▶ [Written exercise] Which lines in the records below contain the string "path"? Report each of those lines in full, and treat case as significant.

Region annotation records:
·····
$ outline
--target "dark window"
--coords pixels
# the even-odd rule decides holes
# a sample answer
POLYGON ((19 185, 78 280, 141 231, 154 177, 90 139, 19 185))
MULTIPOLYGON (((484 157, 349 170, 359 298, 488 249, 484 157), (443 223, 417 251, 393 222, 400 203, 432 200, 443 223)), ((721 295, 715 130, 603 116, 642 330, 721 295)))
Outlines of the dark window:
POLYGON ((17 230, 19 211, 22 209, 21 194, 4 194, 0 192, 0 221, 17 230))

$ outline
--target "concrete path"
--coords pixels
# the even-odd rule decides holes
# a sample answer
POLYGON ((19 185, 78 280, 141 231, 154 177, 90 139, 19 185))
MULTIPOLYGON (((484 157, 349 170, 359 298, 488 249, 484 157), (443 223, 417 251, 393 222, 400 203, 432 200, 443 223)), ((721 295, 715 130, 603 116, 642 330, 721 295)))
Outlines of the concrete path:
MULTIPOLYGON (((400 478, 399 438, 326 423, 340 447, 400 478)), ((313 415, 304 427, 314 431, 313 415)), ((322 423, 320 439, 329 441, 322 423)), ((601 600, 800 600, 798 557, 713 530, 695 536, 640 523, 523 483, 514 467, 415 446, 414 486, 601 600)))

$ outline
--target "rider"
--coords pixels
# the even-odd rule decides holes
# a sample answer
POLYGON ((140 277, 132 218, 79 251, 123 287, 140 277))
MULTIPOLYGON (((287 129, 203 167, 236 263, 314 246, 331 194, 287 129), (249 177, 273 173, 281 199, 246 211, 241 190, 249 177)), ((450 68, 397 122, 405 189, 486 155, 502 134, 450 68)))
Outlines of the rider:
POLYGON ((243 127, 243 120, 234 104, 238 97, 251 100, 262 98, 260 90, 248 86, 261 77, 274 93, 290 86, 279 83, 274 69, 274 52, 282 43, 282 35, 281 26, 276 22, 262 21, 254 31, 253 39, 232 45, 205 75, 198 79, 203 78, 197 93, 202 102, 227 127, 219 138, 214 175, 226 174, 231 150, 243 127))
·····
▶ [The result]
--target "concrete path"
Outlines of the concrete path:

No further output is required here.